List every line of the material below that contains the string "cabinet", copying each line in full. Treat the match as case-sensitive.

▶ [Supplied material]:
_____

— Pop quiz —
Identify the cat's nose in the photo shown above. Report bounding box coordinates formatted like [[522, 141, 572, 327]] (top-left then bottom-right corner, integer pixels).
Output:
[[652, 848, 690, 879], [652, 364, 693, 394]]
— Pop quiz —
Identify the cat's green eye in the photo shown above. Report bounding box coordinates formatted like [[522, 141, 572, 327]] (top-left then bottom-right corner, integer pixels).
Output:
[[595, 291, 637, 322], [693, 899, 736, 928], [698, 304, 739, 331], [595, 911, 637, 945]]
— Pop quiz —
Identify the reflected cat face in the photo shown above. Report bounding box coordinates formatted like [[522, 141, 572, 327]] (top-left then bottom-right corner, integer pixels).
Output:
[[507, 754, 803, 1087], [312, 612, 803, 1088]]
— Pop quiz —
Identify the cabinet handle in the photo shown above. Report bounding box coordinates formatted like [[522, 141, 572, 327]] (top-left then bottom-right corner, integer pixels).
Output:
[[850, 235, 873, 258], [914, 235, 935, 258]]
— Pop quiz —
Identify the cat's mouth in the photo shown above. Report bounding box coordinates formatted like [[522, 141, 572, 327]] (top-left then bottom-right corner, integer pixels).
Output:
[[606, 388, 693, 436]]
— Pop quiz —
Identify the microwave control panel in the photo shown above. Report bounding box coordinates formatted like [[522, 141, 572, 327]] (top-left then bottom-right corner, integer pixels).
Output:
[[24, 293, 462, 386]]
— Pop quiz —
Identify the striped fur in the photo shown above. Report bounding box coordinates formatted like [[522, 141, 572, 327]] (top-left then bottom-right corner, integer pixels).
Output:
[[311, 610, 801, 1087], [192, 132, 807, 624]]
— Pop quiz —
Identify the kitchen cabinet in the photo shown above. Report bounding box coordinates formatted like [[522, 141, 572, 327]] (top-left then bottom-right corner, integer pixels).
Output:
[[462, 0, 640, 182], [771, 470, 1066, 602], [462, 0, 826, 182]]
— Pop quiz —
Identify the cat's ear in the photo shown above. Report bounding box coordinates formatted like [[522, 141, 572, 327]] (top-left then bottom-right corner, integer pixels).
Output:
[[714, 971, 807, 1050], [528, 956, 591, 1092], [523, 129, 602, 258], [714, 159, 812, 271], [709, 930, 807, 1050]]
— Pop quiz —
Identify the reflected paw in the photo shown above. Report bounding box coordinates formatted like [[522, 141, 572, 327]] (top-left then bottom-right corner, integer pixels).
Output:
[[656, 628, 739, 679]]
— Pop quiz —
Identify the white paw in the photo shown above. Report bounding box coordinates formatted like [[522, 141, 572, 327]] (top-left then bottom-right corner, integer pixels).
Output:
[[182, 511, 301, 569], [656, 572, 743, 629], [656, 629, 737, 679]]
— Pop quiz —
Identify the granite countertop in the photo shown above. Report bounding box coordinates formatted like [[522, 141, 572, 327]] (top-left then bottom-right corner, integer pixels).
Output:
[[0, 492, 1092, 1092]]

_____

▶ [Final result]:
Identify the cabinet handle in the photo shown above. Report bounding box coordinates formatted like [[522, 141, 572, 327]] (top-left then bottom-right corner, integer pixels).
Identify the kitchen cabinet in the photo shown above. Report bounding box coordinates formatted like [[522, 141, 572, 327]] (top-left then bottom-right corner, integer pixels).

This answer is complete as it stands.